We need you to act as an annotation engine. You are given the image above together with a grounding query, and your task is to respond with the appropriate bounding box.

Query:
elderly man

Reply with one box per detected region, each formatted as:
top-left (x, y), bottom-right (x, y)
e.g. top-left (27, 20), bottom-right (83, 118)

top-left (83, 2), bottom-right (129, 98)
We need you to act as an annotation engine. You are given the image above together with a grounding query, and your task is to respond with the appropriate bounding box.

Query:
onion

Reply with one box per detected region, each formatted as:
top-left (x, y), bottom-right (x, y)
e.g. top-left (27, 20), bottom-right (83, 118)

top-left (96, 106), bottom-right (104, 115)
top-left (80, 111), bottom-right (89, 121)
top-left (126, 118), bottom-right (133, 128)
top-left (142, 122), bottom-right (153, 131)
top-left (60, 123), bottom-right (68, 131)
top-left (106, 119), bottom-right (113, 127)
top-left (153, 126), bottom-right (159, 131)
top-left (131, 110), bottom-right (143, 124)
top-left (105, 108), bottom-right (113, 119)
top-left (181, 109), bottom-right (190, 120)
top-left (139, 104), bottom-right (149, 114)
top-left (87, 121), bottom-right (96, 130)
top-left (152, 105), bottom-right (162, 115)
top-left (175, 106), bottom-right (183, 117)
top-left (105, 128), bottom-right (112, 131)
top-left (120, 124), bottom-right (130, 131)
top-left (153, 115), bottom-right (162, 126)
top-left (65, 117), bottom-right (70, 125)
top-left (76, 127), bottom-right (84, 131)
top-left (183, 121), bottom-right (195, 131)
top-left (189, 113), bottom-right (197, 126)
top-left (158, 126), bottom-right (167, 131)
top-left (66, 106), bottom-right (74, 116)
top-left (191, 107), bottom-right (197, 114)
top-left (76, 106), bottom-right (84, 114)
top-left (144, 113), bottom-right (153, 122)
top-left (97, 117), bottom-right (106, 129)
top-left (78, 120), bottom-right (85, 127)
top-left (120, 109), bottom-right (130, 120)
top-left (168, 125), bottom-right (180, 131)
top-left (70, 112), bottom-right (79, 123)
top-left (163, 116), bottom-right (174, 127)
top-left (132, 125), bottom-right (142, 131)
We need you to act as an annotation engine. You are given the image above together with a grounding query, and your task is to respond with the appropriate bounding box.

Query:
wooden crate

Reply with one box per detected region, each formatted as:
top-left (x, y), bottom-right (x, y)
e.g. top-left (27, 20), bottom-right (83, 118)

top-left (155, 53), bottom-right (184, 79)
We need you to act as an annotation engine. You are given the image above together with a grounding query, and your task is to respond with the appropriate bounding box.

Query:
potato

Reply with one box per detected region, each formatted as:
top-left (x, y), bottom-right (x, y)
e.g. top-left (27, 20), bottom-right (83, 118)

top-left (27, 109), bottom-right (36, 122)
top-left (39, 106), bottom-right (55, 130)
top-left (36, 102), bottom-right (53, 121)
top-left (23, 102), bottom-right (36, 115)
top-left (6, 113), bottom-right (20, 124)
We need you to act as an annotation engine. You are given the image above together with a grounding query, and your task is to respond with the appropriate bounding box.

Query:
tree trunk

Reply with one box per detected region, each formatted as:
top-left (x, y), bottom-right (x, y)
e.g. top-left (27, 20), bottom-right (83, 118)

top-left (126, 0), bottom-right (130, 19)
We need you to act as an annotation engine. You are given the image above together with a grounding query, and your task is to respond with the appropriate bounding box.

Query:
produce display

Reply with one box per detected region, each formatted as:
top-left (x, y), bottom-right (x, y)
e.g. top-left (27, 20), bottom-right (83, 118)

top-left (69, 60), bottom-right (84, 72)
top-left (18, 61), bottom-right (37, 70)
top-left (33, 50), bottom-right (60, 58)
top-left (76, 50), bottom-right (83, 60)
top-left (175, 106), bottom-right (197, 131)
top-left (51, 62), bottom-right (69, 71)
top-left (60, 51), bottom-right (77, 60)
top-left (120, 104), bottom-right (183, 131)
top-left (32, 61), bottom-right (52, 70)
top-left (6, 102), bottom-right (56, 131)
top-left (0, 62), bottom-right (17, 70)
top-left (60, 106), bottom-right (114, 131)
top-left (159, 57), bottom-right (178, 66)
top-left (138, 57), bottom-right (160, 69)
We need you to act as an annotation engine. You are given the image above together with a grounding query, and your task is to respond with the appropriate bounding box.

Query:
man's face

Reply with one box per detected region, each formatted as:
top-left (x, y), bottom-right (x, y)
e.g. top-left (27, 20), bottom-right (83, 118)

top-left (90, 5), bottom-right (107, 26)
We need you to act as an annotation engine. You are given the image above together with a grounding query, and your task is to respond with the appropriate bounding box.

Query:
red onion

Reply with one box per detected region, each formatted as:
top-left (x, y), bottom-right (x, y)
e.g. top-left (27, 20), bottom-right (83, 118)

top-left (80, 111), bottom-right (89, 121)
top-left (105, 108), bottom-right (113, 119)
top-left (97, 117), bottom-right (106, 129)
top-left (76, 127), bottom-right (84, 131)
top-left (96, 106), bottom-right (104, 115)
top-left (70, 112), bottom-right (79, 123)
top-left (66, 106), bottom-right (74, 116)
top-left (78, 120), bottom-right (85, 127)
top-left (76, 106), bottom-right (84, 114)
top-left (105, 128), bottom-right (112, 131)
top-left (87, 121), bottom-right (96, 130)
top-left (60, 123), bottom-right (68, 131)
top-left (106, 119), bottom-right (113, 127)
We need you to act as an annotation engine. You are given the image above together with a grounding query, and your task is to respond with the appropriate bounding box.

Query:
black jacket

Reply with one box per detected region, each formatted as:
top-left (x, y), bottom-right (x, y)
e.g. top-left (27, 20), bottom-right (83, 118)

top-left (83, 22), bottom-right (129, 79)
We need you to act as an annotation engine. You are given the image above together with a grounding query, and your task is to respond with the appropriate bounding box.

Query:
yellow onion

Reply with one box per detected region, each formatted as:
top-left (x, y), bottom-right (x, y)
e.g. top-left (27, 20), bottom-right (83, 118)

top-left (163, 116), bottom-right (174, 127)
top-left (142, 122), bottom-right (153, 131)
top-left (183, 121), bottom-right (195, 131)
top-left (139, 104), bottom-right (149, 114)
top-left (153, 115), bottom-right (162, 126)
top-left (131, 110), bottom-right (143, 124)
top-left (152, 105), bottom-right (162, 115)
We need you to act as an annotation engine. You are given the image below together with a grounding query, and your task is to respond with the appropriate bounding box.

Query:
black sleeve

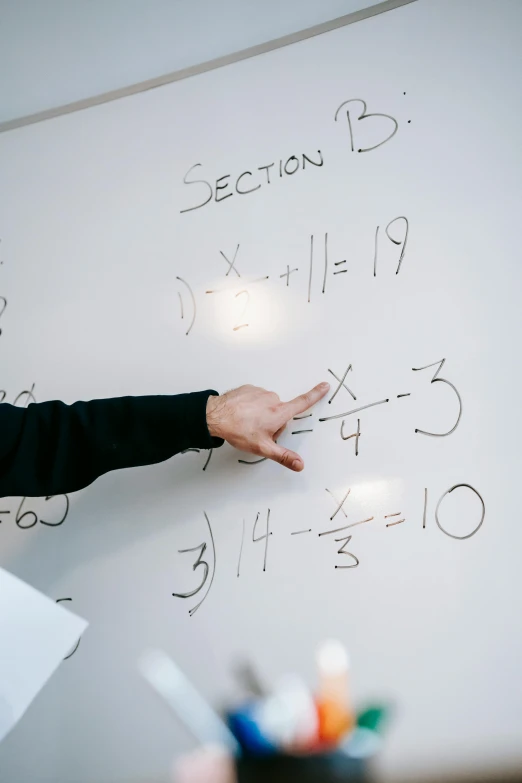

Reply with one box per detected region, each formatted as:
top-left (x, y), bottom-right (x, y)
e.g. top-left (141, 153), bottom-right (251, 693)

◆ ◆ ◆ ◆

● **VOTRE TÂCHE**: Veuillez présenter sous forme de liste numérotée le listing, depuis son début jusqu'à la ligne contenant « top-left (83, 2), bottom-right (129, 98) » incluse, en omettant les lignes vides.

● **RÉPONSE COMPLÈTE**:
1. We need you to act as an annotation engine. You are given the image above together with a grounding query, and your task is to respond with the appropriate bounding box.
2. Query:
3. elderly man
4. Reply with one box per detected region, each formatted as:
5. top-left (x, y), bottom-right (x, y)
6. e.g. top-left (27, 20), bottom-right (83, 118)
7. top-left (83, 2), bottom-right (129, 98)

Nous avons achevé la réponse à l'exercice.